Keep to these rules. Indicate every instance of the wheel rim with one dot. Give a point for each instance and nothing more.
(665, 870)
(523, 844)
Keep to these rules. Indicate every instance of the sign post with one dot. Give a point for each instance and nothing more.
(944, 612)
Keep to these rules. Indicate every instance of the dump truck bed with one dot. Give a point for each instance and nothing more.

__________________________________________________

[WHAT YOU WILL DO]
Exact retyping of all the entries is required.

[EXERCISE OUTPUT]
Keep to these rules. Indicate every instance of the wheel rim with one dot. Give a point for each instance and nothing more.
(665, 870)
(523, 844)
Keep to these rules. Indicate every instance of the sign post with one dot. Give a point for each instance and nothing more.
(944, 612)
Keep to these rules. Indicate every instance of the dump truck bed with one dot. Give a point for each instance and nothing more.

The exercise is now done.